+++ Entries provided

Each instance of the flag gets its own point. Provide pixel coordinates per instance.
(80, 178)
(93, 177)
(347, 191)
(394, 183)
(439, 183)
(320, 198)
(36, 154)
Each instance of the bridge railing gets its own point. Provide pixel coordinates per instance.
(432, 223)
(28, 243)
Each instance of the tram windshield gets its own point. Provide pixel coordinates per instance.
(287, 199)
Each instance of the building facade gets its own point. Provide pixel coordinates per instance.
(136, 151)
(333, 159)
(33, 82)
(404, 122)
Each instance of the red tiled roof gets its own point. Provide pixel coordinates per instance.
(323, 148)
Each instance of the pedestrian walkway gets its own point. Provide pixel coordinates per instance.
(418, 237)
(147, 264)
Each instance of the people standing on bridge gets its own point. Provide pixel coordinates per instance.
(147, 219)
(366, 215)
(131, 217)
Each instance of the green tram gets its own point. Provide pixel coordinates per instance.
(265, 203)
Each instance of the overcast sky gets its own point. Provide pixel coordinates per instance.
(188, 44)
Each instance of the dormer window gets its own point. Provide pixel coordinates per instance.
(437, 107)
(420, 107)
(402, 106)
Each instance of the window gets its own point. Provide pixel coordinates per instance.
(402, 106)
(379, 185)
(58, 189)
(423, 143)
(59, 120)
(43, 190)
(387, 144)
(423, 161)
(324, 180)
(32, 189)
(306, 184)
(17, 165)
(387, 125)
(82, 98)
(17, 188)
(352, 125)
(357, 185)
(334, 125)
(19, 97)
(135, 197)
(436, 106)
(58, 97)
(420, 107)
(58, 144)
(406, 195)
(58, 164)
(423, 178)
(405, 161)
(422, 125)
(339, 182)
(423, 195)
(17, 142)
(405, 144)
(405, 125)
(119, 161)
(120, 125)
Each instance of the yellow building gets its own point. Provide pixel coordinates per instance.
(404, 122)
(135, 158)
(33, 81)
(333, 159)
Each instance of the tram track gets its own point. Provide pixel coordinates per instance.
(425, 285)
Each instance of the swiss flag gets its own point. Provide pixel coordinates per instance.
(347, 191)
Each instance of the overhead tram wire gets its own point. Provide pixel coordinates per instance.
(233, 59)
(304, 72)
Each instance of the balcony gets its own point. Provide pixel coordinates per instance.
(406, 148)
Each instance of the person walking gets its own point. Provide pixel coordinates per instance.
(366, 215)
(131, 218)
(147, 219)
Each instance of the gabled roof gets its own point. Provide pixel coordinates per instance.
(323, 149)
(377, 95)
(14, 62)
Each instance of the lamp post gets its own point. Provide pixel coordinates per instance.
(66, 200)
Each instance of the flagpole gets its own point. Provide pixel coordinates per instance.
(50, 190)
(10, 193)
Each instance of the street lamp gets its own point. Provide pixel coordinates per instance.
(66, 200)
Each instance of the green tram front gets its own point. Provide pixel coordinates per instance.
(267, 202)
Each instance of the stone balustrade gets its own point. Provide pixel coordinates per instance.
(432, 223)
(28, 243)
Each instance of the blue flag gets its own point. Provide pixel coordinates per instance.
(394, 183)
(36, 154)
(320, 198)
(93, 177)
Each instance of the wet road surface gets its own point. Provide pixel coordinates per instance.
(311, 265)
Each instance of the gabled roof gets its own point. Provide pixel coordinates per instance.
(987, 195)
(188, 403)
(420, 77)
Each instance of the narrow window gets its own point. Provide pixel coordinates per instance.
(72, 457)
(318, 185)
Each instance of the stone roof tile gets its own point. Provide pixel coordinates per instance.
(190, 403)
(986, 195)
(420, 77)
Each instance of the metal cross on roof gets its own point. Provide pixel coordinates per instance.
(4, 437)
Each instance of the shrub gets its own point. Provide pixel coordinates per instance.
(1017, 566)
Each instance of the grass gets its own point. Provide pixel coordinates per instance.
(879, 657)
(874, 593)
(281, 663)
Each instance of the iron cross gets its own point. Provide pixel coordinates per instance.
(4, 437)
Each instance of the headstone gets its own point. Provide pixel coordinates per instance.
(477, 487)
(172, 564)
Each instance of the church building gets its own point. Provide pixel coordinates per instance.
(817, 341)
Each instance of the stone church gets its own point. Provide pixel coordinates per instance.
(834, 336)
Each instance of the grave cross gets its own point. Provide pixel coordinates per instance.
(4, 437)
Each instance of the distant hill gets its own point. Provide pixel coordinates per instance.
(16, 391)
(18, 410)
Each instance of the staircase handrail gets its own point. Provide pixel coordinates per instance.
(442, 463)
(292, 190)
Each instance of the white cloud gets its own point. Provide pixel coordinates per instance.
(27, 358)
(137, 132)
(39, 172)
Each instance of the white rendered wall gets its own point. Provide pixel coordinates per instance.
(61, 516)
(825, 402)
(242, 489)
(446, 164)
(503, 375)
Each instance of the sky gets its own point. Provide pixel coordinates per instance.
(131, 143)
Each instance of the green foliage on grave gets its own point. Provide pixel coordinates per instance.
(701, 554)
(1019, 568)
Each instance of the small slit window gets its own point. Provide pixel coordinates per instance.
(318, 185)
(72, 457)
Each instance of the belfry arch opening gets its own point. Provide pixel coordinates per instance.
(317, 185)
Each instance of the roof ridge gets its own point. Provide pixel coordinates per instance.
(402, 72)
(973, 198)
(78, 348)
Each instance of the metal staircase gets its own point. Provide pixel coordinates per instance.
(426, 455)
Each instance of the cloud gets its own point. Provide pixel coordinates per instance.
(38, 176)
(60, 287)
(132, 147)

++++++

**Task objective**
The answer must be the line containing "Each instance of the sky" and every line after it through the last line of the records above, repeated exactly.

**Task response**
Each instance of the sky gets its own point. Provide pixel coordinates per instance.
(131, 143)
Each instance of the green foliage on grave gets its own point. Provide pixel coordinates per instance.
(701, 554)
(1019, 568)
Each instance of the small slit window gets its own point. Provide pixel coordinates per instance.
(318, 185)
(72, 457)
Each instance of the belfry arch opening gets its own point. Provide pixel coordinates per instance.
(317, 185)
Each instance of the roof ridge gets its own point. Provide pixel coordinates per instance.
(402, 72)
(973, 198)
(78, 348)
Each instance of the metal staircase gets its own point. Provide pixel coordinates per instance.
(426, 455)
Each instance of the cloud gets its own point. Provide pixel coordinates per instance.
(38, 176)
(60, 287)
(132, 147)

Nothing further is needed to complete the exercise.